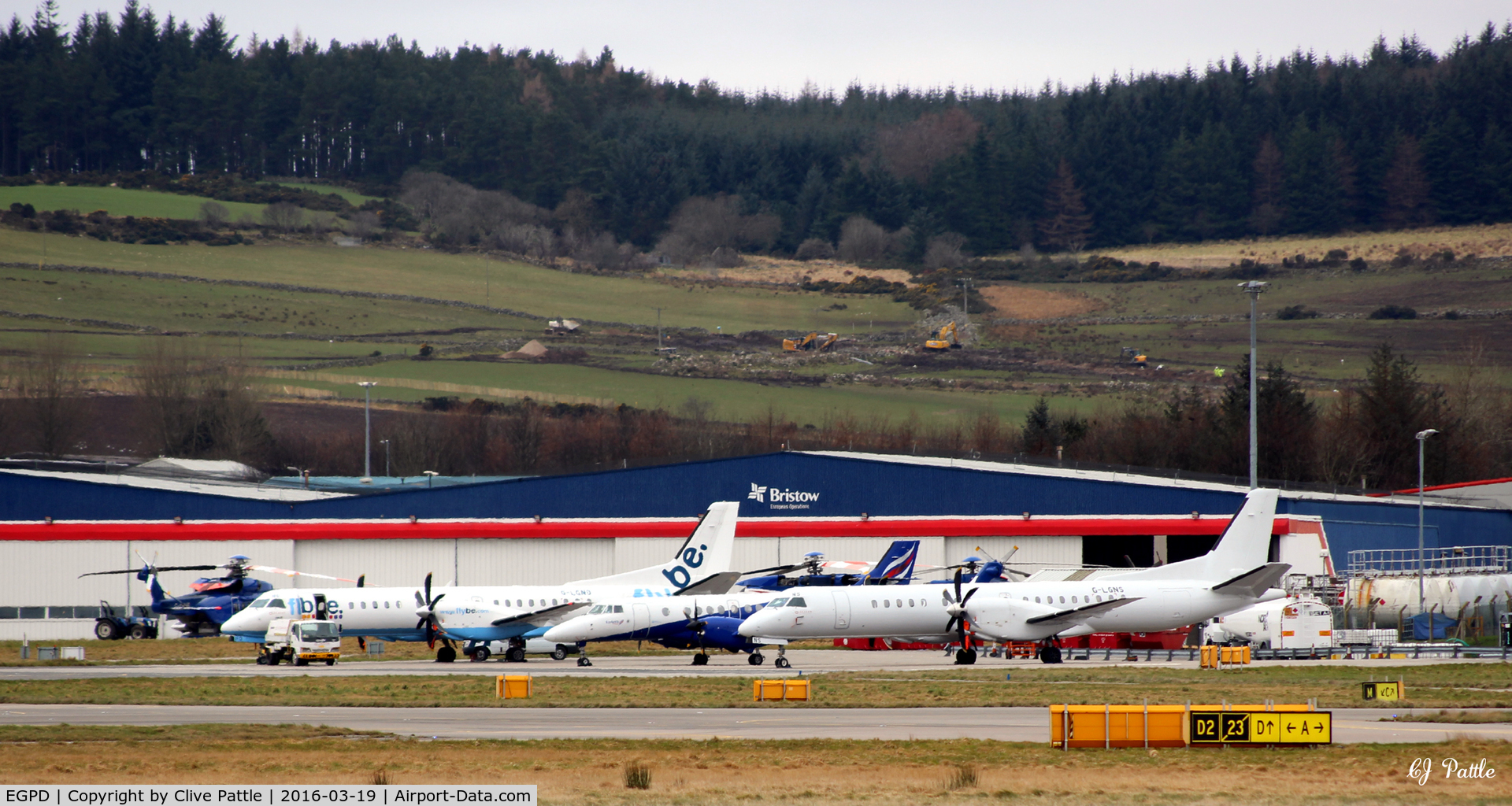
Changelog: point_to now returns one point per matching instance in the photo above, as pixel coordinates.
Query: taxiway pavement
(1351, 725)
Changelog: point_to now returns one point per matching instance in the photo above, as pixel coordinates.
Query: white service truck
(1284, 623)
(300, 641)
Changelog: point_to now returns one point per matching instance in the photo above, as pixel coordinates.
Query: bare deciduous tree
(862, 239)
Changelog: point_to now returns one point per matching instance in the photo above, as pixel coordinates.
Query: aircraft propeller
(425, 608)
(958, 612)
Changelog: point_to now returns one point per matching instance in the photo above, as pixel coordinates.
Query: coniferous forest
(1304, 144)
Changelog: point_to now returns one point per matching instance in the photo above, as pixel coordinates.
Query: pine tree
(1066, 224)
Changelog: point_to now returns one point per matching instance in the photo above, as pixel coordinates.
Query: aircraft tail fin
(1243, 546)
(897, 563)
(708, 551)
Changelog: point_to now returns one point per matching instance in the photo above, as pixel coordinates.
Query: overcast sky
(880, 43)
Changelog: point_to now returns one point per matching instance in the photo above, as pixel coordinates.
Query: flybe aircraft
(1232, 576)
(713, 622)
(498, 613)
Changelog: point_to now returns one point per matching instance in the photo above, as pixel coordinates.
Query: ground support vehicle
(300, 641)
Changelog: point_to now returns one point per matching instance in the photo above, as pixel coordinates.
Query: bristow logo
(680, 575)
(780, 498)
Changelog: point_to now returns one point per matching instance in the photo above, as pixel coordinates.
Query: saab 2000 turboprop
(1232, 576)
(498, 613)
(713, 622)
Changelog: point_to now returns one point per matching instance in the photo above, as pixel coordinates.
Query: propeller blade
(286, 572)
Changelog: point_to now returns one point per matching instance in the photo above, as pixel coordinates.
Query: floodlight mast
(1421, 438)
(1254, 289)
(368, 428)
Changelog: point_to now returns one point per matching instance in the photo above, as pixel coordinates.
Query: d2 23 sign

- _GOAL OF THE EXERCISE_
Word for word, reproduce all the data, but not the pictures.

- _SOLUTION TO THIS EXERCISE_
Changelog: point_to now returns one point per matching instance in the photo above, as pixel coordinates.
Query: taxiway pavement
(1351, 725)
Changelog: point_to now returns one point per matching instance in the photo above, as pixel coordinates.
Query: white service truck
(1284, 623)
(300, 641)
Changelog: point_to now returns one point per matching instance in the photo above, as pixel coordinates.
Query: bare deciduous tree
(862, 239)
Changelog: point_to now returns one point per matching instance in the photo above, as pixel coordinates.
Query: aircraft propeller
(425, 608)
(958, 612)
Changelog: point_to now returns one point per matching instance in the photo above, as pixel coordinates.
Query: coniferous forest
(1304, 144)
Changelog: point_to now returns one point per matching instance in the photo above, as pixel coordinates.
Query: pine tree
(1066, 224)
Changelog: point_to now returns one point per matching instance in the photo above, as pixel coordinates.
Query: aircraft tail fin
(1243, 546)
(897, 563)
(708, 551)
Changelog: point_to now returns one point per matching instance in the photo above, as pixel coordinates.
Query: overcast sky
(880, 43)
Changelog: point_to now returns one point per matching instance in the photo above, as pixel coordinates.
Query: flybe aircraft
(1232, 576)
(713, 622)
(498, 613)
Changelog: point_to now returns one point per matching instance in the photo above, as pixel coordinates.
Query: ground support vehicle
(300, 641)
Changelog: point_to now returns one point per matching instance in the photo above, as pixel coordinates.
Query: bristow logo
(680, 575)
(780, 498)
Changelog: point_to now returns one point per matching instance in the photo above, as pixel coordinates.
Query: saab 2000 turboprop
(1232, 576)
(498, 613)
(713, 622)
Changelog: point_to now returns one point per matching instance in the photo above, as pixel coordinates.
Query: propeller blade
(286, 572)
Changelog: point_to now returns one point per matching instance in the photo above, as pixel coordinates.
Query: floodlight mast
(1421, 438)
(1254, 289)
(368, 428)
Changelog: point_to now returns one point per matching instance in the photo above, as pixel coordinates.
Query: d2 23 sign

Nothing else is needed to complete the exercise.